Document text below:

Last summer in Phoenix, a young woman, the wife of an undocumented immigrant, handed me this plate. As you can see, the plate is embossed with this Kodak-perfect whimsical marine scene. Dolphins cavort. Eels slither. Fish jump.
It’s a happy plate.
The young woman was not happy. She and her husband, who had a fatal disease, were about to make a life-and-death gamble.
They were going to deport themselves to Mexico to maybe save his life.
Emphasis on the word “maybe.”
They didn’t have room in their baggage for the plate, one of their most prized possessions.
They wanted me to have it.
“I’ll keep it for you until you return,” I chirped.
Of course, we both knew we might not ever see each other again.
I can’t tell you more about the woman right now, because she and her husband take up an entire chapter in my nonfiction book, ILLEGAL, which will be published later this year by Lyons Press, which is a division of Globe Pequot Press. I can’t tell you a lot about the real-life characters in the book until the book comes out. What I can tell you is that most of my book characters are undocumented immigrants. I’ve recorded some of their stories on video and in photos and I’ll post all that when the book debuts.
Until then, I’ll blog about the news events that impact the lives of undocumented immigrants.

End of Document text.
Excerpted data below:

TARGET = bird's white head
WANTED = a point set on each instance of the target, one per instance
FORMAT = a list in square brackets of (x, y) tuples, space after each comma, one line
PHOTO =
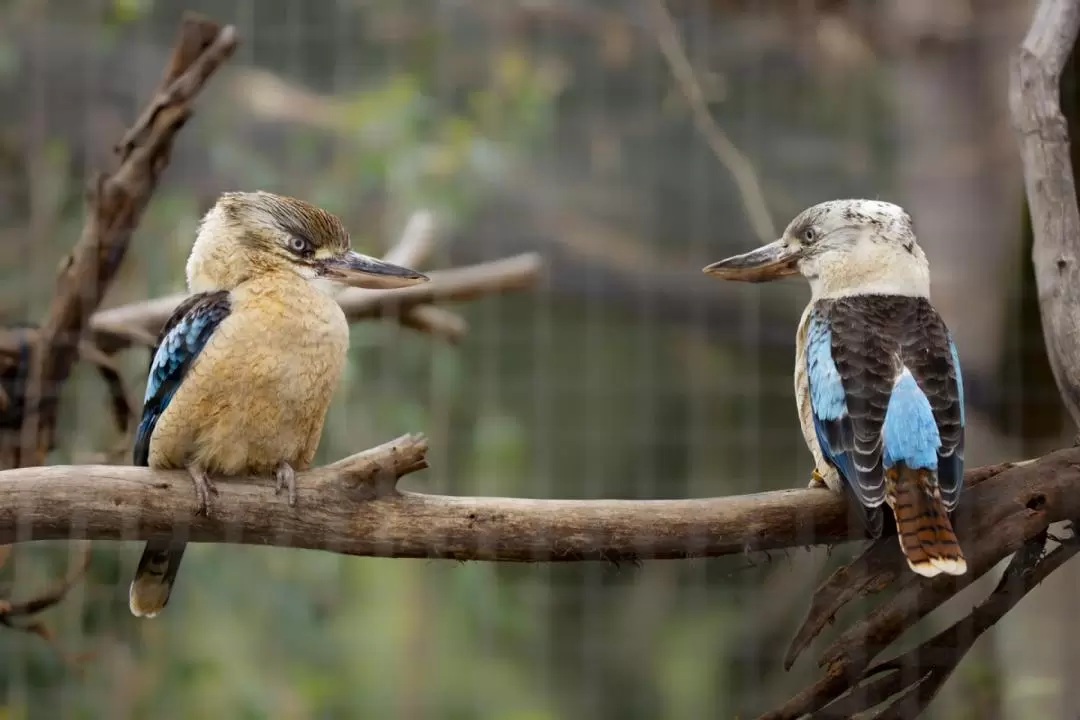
[(842, 247), (248, 234)]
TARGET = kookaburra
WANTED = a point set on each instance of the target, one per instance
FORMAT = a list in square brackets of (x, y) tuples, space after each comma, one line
[(877, 378), (245, 367)]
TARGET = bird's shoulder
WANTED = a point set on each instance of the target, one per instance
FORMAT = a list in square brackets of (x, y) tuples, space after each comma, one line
[(185, 334), (885, 334)]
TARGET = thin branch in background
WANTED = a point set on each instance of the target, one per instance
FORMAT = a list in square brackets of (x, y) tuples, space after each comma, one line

End of Excerpted data.

→ Tasks to carry out:
1 > According to the post about the plate, where were the young woman and her husband going to deport themselves?
2 > Reproduce the stretch of the post about the plate from "It’s a happy" through "to have it.".
3 > Write what follows the final sentence of the post about the plate.

→ Responses in order:
1 > To Mexico.

2 >
It’s a happy plate.
The young woman was not happy. She and her husband, who had a fatal disease, were about to make a life-and-death gamble.
They were going to deport themselves to Mexico to maybe save his life.
Emphasis on the word “maybe.”
They didn’t have room in their baggage for the plate, one of their most prized possessions.
They wanted me to have it.

3 >
Or I’ll blog about leavings, treasures, artifacts, recuerdos of the year I’ve spent getting to know the people in the shadows.
Like the happy dolphin plate. It couldn’t have cost more than a few bucks.
To the immigrant family that owned it, though, it was a treasure.
As the temporary steward of this recuerdo, I put it on my office shelf.
Every now and then I pick it up and stare at it. Cavorting dolphins notwithstanding, it reminds me of the sorrows and struggles of undocumented immigrants toughing it out in Ground Zero for the Immigration Debate–Phoenix–in 2010.




What a beautiful bittersweet anecdote. It captures all the fragile hopes.
This is a poignant and insightful blog, depicting the life of the illegal immigrant in Phoenix. Sometimes, mementos, or recuerdos, are all they have to remember a life that they have left behind and a life here that is spent hidden in the shadows.